Records for this task:

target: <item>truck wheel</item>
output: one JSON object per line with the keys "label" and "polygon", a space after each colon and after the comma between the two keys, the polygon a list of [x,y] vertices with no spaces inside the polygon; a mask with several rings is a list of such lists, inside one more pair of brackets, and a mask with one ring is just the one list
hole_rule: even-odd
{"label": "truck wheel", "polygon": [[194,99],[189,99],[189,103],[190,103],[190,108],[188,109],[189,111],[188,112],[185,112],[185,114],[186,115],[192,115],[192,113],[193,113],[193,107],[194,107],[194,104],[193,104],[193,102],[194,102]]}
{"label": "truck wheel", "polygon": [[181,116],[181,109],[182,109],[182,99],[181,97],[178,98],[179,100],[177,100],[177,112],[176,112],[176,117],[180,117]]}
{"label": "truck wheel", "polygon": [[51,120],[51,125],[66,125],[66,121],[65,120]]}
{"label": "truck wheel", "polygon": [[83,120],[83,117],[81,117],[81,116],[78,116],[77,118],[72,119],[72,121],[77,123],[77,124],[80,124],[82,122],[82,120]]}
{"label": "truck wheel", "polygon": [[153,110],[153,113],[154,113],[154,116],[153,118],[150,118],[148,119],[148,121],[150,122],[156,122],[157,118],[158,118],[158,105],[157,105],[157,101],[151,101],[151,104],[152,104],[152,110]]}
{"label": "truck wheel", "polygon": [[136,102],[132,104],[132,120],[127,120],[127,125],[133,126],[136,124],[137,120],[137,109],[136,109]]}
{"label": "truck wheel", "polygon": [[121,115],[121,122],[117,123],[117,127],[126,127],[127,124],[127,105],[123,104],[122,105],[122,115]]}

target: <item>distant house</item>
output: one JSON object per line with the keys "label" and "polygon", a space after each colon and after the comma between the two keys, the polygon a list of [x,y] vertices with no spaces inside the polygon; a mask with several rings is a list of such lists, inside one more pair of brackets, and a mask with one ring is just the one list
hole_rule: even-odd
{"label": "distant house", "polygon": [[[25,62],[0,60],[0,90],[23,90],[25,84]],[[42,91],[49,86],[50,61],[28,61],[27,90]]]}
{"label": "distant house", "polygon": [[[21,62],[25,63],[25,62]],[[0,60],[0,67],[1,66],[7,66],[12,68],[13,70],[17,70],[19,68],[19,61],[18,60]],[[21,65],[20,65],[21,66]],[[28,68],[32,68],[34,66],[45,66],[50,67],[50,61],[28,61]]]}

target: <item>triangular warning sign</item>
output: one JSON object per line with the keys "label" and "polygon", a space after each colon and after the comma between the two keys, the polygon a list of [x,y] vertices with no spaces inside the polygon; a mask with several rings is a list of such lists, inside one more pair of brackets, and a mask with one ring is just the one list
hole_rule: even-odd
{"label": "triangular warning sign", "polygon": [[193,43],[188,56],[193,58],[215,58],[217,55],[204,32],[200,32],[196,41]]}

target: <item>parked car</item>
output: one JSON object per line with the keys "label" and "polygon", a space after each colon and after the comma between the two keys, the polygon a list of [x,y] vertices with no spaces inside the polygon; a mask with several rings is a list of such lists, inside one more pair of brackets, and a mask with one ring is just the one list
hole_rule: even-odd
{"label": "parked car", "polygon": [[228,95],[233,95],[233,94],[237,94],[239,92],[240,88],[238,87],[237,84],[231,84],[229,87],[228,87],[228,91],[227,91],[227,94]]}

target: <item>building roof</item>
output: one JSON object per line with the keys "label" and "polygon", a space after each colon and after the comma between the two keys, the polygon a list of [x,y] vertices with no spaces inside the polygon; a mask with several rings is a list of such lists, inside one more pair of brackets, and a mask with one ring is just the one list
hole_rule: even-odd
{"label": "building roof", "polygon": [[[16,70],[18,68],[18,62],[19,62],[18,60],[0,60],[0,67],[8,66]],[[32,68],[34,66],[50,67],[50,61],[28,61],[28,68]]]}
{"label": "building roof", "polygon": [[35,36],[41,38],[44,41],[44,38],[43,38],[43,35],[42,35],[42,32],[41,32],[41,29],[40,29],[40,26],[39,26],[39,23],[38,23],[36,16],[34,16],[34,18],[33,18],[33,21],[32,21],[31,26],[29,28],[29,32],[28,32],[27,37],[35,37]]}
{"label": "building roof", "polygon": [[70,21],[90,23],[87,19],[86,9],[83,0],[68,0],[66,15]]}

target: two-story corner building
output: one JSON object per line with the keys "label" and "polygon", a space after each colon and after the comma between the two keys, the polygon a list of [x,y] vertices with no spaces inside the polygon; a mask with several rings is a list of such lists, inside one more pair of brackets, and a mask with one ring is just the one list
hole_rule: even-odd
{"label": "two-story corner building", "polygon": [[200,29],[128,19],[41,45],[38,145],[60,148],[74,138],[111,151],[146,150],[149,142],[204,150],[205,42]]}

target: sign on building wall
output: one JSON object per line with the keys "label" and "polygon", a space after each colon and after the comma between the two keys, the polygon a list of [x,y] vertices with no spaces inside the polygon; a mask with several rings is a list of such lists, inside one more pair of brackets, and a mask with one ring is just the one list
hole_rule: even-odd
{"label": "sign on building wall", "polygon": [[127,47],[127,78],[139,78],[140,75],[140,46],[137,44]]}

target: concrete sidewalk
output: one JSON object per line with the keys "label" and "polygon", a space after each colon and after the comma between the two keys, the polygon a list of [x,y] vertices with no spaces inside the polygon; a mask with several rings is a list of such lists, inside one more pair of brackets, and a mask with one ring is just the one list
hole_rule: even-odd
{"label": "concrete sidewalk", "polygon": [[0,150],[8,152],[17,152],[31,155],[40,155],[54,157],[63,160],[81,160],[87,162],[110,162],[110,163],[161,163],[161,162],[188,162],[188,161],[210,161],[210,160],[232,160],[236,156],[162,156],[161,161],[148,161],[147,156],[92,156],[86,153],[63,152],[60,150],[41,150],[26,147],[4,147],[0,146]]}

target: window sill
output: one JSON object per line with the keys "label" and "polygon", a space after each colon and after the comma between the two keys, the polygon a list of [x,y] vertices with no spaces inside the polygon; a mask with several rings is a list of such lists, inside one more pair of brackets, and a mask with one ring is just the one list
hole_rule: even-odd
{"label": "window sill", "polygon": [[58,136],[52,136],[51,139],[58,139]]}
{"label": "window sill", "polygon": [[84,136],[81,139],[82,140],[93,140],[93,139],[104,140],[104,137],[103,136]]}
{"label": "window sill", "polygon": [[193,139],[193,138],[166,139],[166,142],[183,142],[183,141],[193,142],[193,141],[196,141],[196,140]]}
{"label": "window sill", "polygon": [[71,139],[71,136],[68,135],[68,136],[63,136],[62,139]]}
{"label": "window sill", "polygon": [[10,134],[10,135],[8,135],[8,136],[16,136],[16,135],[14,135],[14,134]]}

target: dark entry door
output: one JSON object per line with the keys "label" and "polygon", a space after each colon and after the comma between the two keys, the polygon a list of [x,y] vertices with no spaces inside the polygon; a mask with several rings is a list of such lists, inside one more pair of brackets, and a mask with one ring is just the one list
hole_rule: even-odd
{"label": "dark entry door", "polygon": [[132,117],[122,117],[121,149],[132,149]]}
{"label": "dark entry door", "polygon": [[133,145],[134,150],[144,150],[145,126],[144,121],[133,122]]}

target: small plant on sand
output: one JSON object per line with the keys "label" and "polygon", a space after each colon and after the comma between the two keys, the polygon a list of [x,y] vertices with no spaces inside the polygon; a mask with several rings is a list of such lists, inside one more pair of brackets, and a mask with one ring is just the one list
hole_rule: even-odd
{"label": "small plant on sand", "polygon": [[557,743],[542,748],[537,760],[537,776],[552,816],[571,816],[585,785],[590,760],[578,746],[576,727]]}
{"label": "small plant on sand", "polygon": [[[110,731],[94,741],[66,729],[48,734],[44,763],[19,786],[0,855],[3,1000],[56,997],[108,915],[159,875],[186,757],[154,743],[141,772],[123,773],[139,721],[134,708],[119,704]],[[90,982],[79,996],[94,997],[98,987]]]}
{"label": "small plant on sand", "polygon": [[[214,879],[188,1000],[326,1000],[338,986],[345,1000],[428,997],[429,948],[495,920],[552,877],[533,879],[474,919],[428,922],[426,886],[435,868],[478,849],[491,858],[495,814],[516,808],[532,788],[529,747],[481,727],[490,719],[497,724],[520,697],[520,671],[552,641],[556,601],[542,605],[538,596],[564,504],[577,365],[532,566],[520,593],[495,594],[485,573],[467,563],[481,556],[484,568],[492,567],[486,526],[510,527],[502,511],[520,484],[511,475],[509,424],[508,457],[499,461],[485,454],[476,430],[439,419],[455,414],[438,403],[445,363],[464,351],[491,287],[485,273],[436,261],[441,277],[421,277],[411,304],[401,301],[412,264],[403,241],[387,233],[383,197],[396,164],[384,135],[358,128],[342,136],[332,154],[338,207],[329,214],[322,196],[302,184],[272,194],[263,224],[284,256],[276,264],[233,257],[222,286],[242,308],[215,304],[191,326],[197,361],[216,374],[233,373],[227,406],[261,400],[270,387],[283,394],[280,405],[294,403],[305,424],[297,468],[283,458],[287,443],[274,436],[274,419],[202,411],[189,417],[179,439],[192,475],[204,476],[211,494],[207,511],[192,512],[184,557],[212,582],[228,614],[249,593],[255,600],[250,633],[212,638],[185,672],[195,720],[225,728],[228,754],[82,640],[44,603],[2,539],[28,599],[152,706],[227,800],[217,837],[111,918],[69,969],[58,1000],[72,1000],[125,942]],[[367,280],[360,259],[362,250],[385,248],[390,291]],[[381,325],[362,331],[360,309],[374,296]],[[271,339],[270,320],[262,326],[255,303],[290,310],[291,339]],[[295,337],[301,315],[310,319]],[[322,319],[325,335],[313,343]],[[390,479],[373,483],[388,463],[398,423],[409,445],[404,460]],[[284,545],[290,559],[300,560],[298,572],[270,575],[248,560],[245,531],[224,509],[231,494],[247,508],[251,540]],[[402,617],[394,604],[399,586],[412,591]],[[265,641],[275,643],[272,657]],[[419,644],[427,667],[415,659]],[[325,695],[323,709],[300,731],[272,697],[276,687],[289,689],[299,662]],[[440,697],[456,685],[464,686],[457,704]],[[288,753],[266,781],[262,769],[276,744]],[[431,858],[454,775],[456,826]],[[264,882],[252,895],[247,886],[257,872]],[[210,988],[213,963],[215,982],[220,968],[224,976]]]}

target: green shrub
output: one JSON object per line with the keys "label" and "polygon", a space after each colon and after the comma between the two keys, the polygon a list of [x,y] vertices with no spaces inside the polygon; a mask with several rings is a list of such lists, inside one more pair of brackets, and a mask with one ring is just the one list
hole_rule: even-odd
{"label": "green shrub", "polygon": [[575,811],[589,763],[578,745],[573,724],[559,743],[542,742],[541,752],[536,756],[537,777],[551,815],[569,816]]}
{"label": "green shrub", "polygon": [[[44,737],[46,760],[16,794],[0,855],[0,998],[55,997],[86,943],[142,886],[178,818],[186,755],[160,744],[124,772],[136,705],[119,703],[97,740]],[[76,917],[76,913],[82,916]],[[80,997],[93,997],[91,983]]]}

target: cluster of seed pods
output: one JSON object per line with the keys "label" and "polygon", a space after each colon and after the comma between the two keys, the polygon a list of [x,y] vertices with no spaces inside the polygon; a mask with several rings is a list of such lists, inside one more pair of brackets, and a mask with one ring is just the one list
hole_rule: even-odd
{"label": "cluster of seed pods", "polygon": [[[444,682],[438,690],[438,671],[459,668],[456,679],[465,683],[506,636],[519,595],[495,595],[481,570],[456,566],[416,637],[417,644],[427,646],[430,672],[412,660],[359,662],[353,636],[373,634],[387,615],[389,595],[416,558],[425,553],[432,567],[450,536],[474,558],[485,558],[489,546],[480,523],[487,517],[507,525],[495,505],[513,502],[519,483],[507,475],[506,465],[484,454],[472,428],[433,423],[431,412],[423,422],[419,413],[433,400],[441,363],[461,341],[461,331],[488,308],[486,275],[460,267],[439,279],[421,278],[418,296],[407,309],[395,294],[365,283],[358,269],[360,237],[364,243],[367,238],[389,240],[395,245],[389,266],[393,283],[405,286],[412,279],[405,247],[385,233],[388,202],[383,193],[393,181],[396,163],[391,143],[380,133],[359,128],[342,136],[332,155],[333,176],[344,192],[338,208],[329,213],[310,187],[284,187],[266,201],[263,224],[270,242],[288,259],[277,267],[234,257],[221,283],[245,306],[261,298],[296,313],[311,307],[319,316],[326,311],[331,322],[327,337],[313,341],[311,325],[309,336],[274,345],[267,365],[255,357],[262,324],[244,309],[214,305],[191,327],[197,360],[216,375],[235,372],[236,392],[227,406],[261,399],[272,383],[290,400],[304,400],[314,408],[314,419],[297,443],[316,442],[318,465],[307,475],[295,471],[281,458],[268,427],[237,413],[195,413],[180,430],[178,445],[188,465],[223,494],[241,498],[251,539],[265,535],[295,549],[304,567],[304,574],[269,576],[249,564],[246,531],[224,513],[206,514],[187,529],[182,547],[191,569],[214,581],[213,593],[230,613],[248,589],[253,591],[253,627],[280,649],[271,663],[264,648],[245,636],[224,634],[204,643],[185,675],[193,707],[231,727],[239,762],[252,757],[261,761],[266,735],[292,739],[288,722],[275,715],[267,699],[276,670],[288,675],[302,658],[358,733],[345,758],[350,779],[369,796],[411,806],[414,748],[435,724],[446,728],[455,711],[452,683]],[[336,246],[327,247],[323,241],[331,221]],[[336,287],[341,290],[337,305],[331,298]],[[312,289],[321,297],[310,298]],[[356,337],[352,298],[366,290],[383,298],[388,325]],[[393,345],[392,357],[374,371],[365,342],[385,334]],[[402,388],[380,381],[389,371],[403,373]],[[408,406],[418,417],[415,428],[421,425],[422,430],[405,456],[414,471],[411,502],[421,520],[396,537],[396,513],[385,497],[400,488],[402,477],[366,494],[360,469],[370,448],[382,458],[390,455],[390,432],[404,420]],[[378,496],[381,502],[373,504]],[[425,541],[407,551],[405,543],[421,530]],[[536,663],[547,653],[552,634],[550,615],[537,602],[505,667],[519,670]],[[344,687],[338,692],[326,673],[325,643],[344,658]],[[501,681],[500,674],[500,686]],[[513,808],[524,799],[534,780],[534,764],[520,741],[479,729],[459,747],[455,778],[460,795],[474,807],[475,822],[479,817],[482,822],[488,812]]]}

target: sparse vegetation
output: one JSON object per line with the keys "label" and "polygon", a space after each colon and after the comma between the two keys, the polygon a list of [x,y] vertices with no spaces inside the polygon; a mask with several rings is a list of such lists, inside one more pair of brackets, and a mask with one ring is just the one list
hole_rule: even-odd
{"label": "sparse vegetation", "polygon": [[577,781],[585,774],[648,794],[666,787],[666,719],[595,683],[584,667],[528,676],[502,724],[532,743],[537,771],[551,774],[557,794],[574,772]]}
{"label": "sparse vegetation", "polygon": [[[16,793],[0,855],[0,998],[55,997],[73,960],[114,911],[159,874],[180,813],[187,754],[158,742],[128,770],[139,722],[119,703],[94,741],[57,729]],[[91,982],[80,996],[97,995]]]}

Work request:
Scan the listing above and identify each line holding the string "item"; copy every such line.

Your solution:
target: <item>truck wheel</item>
target: <item>distant house</item>
target: <item>triangular warning sign</item>
target: <item>parked car</item>
target: <item>building roof</item>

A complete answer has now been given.